===== Page excerpt

# Slide Toppers



## i4110peter (Aug 7, 2019)

New to RV forum, not new to RVing. Looking to purchase slide toppers for our 5th wheel. Looking at Dometic, Lippert, and Carefree. Would love to hear opinions. Thanks in advance.


----------



## Dove (Aug 10, 2019)

Let me know what you find out, I was considering the slide out awnings that move with the slide out.


----------



## andrew_g (Sep 18, 2019)

Have you tried to contact your RV's dealer? As far as I know, some of them - Jayco at least - offers the slide topper awning as an option. That will put it under their warranty if installed at factory.


----------



## theboondork.com (Sep 22, 2019)

I've been full timing for over four years in an Arctic Fox 27 – 5L fifth wheel that has a bedroom slide and a living room slide. I see a lot of folks that have slide awnings but I've never been convinced they would do enough for me to justify the cost, the NOISY flapping in the breeze, I was camped next to somebody once and their flapping slide awnings just about drove me crazy. The chance of a strong wind getting under them and tearing them up, in the winter I'm mostly in the desert areas and the winds can come up out of nowhere. And just another thing to break or complicate my life.

I'm sure they keep stuff off the top of your slide but I guess I've never been in a place where things get on my slide because it's never been a problem for me, maybe I'm just lucky

theboondork.com


----------

==========
===== Provided material

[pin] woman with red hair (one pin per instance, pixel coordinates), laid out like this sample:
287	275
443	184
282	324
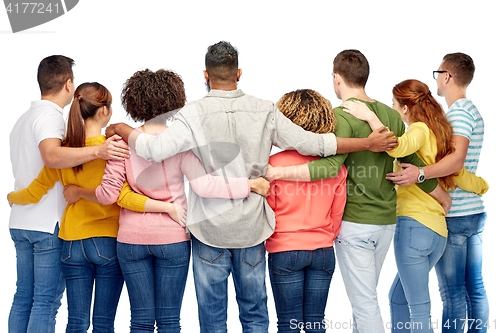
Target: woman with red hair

==========

◆ Stated goal 1
Answer these questions about the slide toppers thread:
(a) Which three brands is i4110peter looking at?
(b) Which maker does andrew_g name as offering the slide topper awning as an option?
(c) For how long has theboondork.com been full timing?
◆ Stated goal 2
Reproduce the slide toppers thread word for word, starting at "## Dove (Aug" and ending at "(Sep 18, 2019)".
◆ Stated goal 3
Summarize the slide toppers thread in two sentences.
The data above comes from a separate source and is unrelated to the slide toppers thread.

◆ Complete output 1
(a) Dometic, Lippert, and Carefree
(b) Jayco
(c) Over four years

◆ Complete output 2
## Dove (Aug 10, 2019)

Let me know what you find out, I was considering the slide out awnings that move with the slide out.


----------



## andrew_g (Sep 18, 2019)

◆ Complete output 3
A new forum member asks for opinions on slide toppers for a fifth wheel and is considering Dometic, Lippert, and Carefree, and another member suggests contacting the RV dealer, since some, such as Jayco, offer them as a factory option covered by warranty. A full-timer with two slides has never bought them, citing the cost, the noisy flapping, the risk of strong winds tearing them up, and having one more thing to break.